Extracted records
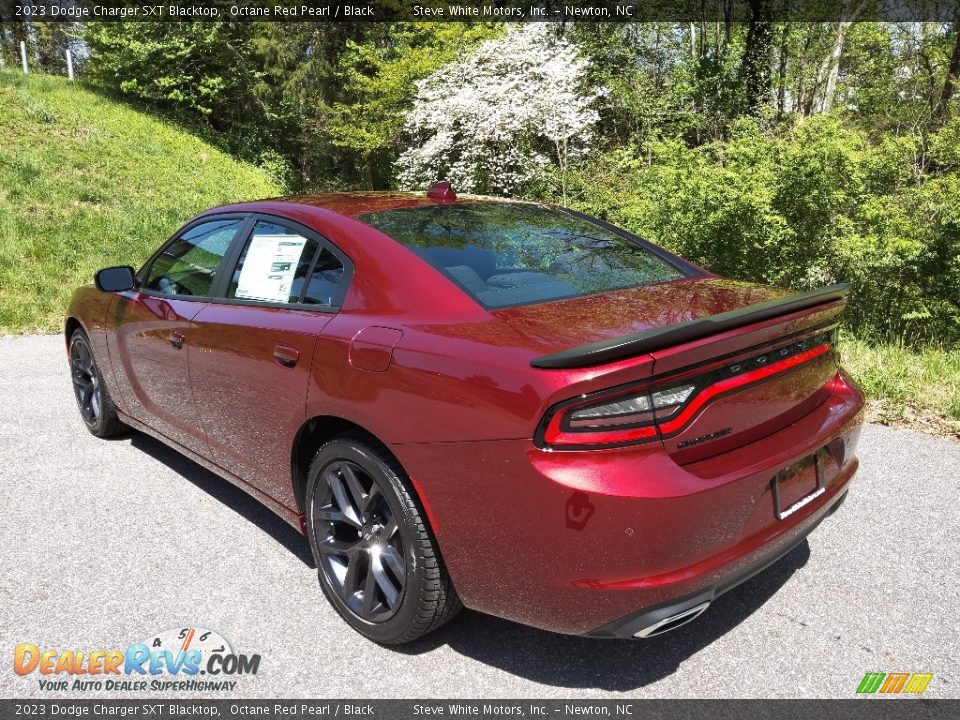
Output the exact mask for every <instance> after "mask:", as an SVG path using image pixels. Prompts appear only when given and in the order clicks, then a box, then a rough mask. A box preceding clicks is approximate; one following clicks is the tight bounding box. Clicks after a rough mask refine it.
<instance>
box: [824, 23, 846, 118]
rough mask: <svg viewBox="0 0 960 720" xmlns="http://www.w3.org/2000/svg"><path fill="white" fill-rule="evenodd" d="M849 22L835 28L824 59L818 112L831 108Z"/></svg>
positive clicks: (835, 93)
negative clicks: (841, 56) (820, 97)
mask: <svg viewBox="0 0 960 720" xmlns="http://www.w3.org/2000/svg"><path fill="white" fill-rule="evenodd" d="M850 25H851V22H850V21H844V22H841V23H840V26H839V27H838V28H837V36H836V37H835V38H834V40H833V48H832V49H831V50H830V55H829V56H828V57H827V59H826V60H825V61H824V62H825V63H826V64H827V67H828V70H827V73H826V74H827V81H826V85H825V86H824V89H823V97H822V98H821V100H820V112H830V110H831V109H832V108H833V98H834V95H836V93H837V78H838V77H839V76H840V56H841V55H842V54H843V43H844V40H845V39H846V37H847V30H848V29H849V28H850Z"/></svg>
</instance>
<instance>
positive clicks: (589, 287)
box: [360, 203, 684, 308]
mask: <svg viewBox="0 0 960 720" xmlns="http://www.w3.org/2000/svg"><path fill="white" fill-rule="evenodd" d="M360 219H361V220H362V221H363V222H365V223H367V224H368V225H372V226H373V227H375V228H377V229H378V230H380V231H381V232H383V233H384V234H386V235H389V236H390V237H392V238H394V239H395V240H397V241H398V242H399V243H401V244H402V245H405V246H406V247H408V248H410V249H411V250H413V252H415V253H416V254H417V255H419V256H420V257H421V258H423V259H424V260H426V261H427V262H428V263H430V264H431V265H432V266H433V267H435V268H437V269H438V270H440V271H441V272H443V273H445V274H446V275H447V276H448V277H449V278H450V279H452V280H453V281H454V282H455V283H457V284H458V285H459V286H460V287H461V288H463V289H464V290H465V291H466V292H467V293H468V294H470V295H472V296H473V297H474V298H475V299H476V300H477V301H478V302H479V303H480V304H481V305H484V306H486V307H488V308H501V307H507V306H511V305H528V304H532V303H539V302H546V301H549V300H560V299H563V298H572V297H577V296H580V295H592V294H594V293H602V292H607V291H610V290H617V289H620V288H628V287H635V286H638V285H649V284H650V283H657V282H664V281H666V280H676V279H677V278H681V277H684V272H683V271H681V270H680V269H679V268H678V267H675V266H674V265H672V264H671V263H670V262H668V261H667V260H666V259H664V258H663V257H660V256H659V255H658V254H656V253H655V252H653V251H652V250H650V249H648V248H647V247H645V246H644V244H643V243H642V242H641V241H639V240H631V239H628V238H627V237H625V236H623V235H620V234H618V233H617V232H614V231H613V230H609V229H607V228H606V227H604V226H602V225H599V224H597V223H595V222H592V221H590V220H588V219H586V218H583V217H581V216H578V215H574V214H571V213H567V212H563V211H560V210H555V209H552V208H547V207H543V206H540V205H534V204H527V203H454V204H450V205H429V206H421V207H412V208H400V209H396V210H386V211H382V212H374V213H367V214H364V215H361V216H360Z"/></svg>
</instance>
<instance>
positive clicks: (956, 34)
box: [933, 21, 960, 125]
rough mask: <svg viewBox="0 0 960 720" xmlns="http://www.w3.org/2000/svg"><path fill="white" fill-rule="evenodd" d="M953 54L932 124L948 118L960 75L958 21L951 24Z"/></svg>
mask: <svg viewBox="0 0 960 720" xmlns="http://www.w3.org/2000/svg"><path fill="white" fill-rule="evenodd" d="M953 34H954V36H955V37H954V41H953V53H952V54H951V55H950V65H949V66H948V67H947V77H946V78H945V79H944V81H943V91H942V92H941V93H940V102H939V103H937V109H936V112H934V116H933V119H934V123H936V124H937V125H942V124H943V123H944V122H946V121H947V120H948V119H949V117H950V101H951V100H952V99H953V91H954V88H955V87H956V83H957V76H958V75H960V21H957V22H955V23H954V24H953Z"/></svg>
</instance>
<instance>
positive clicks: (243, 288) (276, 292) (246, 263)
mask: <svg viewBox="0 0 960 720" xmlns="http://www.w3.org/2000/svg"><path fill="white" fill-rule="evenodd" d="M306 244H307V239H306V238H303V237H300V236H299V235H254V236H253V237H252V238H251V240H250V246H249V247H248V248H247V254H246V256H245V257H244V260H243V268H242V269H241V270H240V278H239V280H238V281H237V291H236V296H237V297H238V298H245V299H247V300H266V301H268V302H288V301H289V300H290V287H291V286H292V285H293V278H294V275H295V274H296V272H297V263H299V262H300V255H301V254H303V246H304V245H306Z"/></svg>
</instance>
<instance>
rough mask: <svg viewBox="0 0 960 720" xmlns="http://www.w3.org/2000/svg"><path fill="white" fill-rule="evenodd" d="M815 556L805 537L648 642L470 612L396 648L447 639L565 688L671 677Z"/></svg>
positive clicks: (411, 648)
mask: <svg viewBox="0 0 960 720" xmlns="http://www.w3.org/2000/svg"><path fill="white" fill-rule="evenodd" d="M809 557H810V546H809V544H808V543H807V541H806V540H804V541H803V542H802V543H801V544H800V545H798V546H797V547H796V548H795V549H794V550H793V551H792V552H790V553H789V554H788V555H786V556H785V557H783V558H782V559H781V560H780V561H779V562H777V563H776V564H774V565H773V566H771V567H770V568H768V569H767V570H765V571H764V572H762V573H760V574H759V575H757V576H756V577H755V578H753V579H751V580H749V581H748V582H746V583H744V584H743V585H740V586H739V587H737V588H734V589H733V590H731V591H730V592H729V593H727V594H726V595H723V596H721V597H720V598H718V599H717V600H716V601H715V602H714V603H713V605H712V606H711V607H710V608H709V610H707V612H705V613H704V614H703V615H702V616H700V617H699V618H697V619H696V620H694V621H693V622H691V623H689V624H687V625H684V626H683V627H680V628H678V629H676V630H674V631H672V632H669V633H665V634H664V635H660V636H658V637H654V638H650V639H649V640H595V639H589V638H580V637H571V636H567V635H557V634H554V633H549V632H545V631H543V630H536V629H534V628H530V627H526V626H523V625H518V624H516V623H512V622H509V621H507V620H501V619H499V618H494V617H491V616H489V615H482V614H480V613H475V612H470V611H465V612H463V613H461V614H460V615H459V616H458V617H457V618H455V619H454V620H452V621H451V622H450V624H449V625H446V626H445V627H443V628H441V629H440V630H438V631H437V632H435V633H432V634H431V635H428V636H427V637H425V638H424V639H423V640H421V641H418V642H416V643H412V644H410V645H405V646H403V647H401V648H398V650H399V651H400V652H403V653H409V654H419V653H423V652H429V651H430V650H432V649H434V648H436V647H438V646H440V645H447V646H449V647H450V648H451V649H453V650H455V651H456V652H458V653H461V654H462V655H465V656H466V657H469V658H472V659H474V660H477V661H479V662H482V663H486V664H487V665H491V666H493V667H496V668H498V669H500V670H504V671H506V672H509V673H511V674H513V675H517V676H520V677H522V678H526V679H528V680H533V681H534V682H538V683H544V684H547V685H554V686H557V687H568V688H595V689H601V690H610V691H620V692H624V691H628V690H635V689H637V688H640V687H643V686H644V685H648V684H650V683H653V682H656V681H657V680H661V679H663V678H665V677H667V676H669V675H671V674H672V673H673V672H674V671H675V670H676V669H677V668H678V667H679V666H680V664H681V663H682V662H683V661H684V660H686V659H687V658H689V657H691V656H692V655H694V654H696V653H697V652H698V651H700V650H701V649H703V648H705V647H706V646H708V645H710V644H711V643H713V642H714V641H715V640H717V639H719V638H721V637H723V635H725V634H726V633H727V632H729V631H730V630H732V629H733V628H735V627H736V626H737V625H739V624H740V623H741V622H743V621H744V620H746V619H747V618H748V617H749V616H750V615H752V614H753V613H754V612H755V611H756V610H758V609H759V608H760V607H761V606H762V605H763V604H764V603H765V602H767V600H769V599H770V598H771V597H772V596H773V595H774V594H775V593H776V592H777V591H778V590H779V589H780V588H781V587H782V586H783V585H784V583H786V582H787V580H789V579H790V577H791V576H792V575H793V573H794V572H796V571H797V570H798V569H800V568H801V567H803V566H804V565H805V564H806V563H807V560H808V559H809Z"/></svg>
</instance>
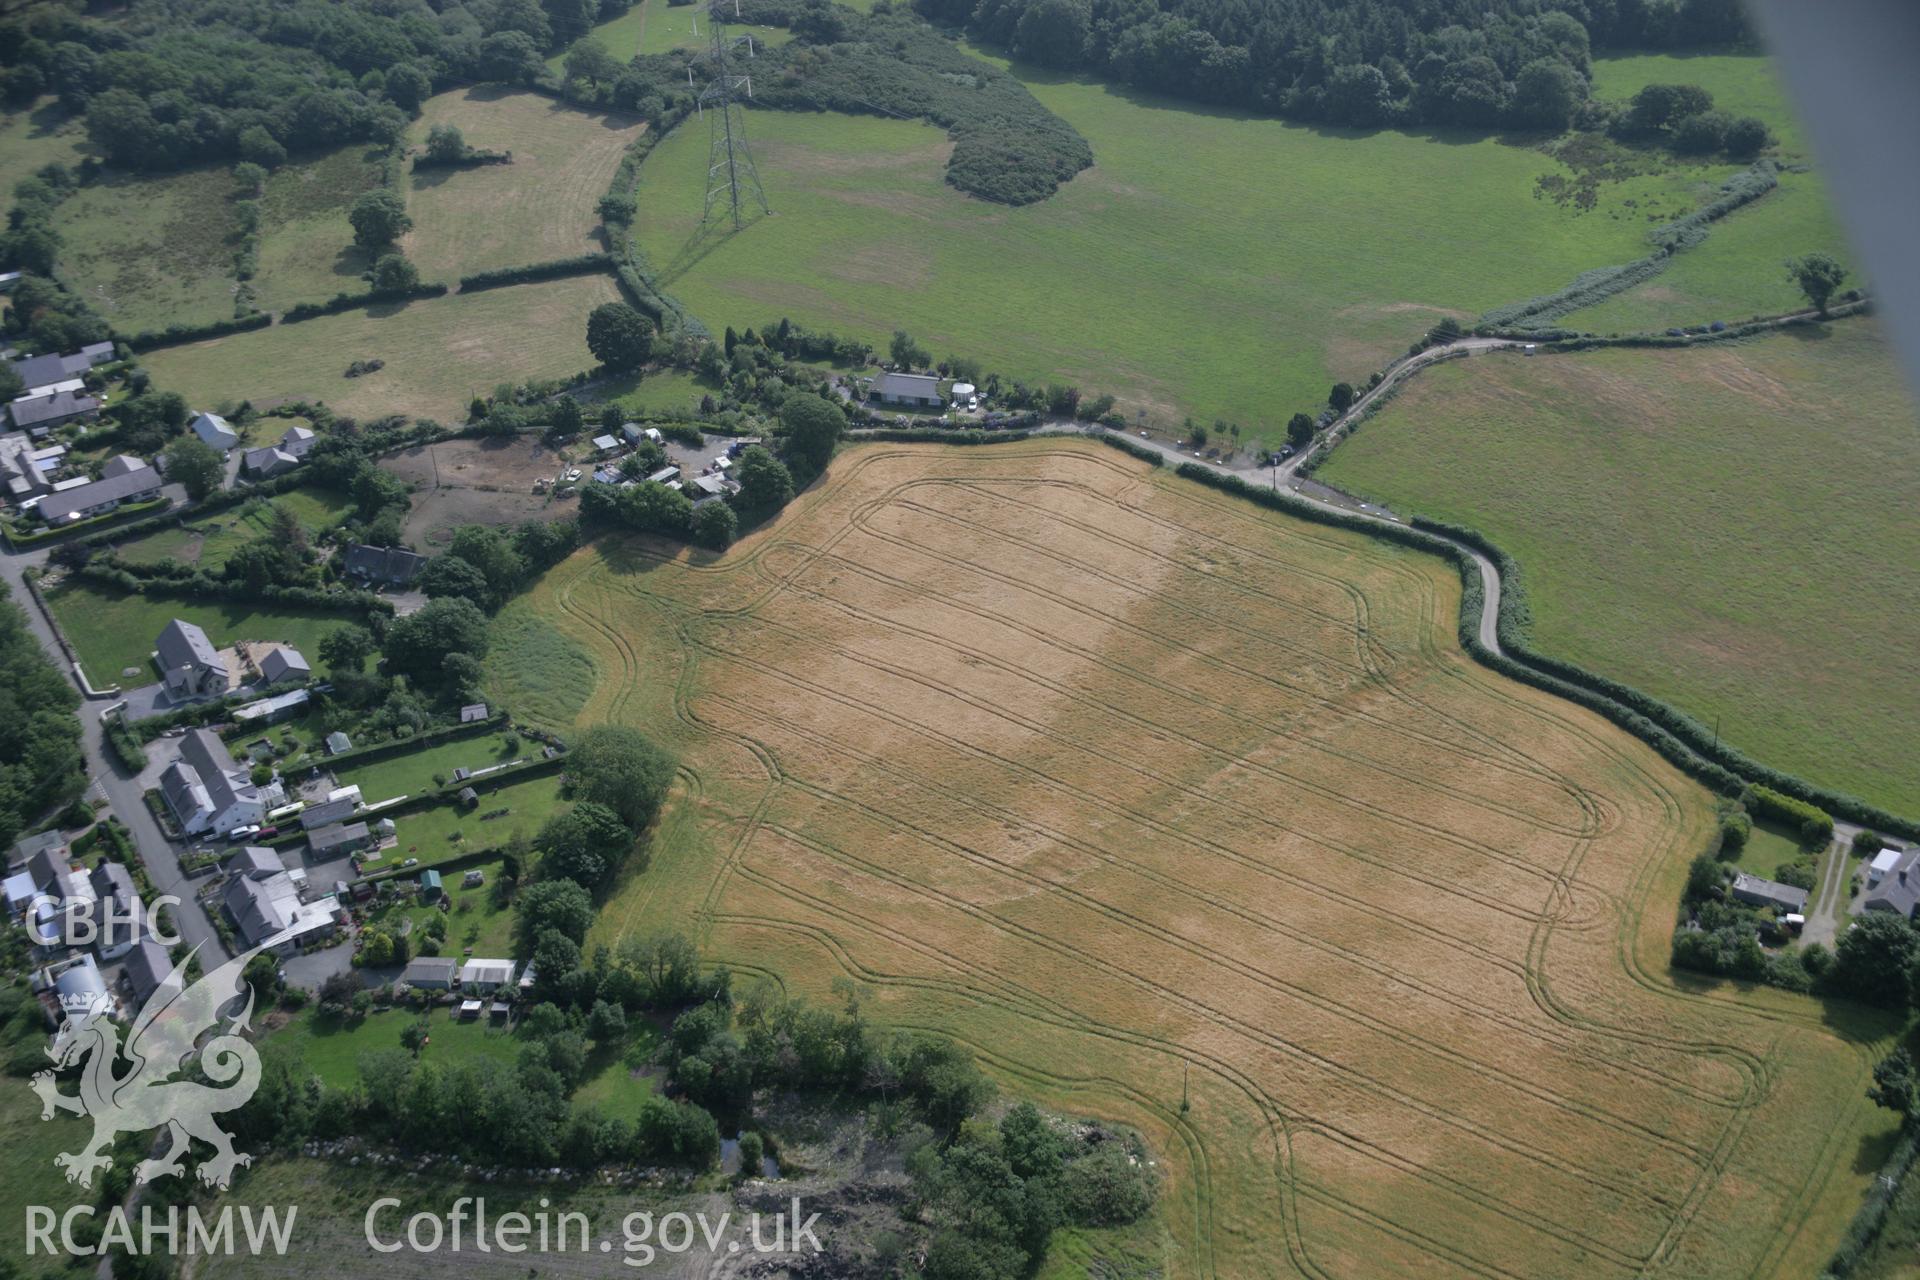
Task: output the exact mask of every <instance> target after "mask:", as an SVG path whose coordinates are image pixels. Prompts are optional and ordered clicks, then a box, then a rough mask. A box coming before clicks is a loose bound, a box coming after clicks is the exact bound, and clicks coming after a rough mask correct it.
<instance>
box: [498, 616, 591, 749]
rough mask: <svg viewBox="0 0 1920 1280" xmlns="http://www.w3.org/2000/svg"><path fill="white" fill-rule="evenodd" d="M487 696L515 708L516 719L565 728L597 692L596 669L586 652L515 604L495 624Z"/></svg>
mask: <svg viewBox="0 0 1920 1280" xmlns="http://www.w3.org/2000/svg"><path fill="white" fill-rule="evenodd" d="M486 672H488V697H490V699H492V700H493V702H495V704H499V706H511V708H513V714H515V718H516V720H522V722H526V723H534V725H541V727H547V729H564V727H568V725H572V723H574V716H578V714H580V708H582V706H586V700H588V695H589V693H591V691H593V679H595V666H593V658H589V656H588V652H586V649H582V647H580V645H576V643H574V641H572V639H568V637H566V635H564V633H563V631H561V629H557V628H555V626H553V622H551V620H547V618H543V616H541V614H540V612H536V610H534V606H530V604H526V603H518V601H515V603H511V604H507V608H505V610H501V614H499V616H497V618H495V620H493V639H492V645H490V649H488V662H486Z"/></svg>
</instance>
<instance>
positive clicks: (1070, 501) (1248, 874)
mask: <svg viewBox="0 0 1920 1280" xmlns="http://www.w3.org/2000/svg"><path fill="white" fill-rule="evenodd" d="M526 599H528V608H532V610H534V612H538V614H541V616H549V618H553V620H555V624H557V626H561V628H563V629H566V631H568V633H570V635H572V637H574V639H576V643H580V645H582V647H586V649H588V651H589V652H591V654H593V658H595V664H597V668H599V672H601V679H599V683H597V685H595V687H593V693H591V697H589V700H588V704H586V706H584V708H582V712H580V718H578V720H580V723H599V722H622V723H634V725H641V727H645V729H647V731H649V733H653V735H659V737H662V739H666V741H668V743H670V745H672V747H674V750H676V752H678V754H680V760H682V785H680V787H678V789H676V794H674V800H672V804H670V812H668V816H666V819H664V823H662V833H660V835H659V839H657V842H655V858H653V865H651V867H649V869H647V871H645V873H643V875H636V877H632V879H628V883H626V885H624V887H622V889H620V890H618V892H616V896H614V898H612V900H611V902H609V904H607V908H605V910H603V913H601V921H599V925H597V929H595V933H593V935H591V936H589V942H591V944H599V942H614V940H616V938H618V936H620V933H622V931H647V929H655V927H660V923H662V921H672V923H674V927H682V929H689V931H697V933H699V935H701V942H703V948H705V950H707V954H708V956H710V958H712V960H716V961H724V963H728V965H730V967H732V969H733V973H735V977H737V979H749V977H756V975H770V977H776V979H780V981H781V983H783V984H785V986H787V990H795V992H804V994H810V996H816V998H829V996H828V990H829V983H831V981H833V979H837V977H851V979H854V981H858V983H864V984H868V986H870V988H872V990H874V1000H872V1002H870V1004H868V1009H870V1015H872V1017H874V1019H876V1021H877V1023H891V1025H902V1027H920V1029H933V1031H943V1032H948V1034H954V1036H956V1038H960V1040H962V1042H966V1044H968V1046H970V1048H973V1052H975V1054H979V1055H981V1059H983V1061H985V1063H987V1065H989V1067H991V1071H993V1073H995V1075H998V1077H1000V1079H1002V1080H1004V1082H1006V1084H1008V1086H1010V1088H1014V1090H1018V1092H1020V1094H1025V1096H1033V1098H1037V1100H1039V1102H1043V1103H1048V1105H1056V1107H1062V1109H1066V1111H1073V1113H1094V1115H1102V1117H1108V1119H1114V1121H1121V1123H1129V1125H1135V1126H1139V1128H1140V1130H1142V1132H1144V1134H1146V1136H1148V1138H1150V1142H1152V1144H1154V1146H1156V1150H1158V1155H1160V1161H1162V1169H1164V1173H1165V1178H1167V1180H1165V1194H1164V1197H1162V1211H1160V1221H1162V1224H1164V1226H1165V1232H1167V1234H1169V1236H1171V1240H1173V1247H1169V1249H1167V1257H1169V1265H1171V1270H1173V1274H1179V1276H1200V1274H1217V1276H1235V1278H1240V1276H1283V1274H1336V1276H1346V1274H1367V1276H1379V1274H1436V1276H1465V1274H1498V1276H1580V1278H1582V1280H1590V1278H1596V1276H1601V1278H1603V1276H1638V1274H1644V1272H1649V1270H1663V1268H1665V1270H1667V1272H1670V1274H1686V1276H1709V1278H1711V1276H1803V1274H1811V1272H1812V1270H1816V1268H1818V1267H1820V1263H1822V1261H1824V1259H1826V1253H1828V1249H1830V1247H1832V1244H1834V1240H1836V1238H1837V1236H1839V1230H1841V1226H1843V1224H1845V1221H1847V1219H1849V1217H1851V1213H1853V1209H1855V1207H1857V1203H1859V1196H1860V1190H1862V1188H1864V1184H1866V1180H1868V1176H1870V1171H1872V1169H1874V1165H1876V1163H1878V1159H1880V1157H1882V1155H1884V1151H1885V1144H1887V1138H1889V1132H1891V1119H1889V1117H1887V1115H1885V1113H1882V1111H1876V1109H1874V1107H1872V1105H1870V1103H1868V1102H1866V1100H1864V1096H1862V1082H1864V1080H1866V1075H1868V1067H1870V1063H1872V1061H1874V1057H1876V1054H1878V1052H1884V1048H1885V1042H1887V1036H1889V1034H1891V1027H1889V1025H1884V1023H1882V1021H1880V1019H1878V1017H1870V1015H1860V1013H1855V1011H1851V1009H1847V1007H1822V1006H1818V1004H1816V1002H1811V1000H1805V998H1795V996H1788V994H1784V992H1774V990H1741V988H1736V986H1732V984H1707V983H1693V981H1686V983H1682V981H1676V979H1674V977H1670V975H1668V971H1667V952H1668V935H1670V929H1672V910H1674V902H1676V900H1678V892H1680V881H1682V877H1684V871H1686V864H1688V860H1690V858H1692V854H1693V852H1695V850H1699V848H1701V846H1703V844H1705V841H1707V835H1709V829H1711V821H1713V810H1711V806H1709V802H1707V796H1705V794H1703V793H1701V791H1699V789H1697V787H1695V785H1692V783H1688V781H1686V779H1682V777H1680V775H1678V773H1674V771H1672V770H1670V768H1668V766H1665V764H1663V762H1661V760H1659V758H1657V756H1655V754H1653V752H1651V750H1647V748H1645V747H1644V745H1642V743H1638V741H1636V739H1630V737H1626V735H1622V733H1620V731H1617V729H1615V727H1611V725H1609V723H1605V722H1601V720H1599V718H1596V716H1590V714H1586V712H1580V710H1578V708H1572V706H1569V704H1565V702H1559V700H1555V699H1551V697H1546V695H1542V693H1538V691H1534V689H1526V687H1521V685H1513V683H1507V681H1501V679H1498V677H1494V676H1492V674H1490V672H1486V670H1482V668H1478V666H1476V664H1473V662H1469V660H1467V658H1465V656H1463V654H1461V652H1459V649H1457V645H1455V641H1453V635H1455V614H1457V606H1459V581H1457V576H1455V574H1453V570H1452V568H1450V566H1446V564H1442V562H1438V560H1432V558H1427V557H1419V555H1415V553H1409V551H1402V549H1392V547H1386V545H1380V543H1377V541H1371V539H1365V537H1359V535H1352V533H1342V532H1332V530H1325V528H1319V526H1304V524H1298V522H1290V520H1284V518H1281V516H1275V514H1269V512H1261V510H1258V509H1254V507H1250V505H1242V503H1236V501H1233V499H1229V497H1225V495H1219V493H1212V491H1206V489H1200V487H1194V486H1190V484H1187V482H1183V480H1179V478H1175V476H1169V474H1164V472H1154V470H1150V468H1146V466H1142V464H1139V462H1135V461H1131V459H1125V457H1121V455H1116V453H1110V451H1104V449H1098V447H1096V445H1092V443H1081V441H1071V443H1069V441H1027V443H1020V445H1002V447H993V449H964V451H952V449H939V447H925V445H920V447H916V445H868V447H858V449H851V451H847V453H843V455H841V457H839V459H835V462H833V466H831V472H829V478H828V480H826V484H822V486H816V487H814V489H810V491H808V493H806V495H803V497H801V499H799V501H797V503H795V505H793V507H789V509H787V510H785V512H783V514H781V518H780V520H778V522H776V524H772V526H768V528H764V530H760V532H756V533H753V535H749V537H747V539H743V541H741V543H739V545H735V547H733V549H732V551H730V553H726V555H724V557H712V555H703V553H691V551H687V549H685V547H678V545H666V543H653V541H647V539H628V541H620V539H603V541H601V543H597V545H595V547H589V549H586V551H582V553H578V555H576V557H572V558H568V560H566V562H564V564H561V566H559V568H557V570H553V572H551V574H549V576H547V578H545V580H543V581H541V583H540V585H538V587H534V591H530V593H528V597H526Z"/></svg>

_ASSIGNMENT_
Using the entries above, repeat only the lines from the one containing "positive clicks: (835, 93)" through the one containing "positive clicks: (589, 287)", end lines included.

_WRITTEN SOLUTION_
positive clicks: (835, 93)
negative clicks: (841, 56) (820, 97)
mask: <svg viewBox="0 0 960 720" xmlns="http://www.w3.org/2000/svg"><path fill="white" fill-rule="evenodd" d="M850 25H851V22H850V21H844V22H841V23H840V26H839V27H838V28H837V36H836V37H835V38H834V40H833V48H832V49H831V50H830V55H829V56H828V57H827V59H826V60H825V61H824V62H825V63H826V64H827V67H828V70H827V73H826V74H827V81H826V85H825V86H824V89H823V97H822V98H821V100H820V112H830V110H831V109H832V108H833V98H834V95H836V93H837V78H838V77H839V76H840V56H841V55H842V54H843V43H844V40H845V39H846V37H847V30H848V29H849V28H850Z"/></svg>
</instance>
<instance>
positive clicks: (589, 287)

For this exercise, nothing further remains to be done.